**What you should do**:
Pull each line containing "beak" out of the data and copy it.
START Data for processing
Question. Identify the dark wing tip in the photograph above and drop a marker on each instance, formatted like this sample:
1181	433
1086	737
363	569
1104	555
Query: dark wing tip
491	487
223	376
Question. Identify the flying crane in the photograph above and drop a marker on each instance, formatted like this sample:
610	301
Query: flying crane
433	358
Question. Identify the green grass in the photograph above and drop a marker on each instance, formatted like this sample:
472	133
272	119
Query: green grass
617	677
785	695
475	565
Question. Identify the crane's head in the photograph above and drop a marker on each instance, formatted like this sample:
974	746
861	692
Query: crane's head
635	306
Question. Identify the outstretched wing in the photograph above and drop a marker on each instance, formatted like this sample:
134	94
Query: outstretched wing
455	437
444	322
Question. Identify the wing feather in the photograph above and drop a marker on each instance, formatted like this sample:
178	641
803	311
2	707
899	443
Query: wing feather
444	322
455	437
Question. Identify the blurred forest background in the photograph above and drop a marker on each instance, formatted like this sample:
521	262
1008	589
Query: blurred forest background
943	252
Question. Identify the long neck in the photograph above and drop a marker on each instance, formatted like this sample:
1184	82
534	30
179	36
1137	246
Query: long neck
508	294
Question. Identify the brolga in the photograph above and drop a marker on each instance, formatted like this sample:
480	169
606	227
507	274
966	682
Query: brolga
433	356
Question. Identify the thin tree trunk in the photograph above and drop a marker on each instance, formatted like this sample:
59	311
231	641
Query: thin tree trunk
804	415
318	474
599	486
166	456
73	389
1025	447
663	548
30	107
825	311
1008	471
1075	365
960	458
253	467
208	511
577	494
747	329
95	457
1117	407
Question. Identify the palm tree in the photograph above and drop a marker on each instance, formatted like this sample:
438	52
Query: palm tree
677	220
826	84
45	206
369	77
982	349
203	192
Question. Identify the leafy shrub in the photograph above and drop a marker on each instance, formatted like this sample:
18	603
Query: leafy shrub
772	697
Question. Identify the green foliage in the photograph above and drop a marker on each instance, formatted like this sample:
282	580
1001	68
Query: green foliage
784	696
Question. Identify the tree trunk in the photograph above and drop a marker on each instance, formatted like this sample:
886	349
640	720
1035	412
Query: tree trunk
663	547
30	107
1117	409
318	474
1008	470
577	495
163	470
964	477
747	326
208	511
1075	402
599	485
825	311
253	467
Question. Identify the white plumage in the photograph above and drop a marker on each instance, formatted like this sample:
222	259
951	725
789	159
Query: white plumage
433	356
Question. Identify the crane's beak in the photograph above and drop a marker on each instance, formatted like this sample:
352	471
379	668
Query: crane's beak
END Data for processing
**Answer space**:
Question. Identify the crane's beak in the photograph above and drop a marker on each instance, formatted like this sample:
Query: crane's beak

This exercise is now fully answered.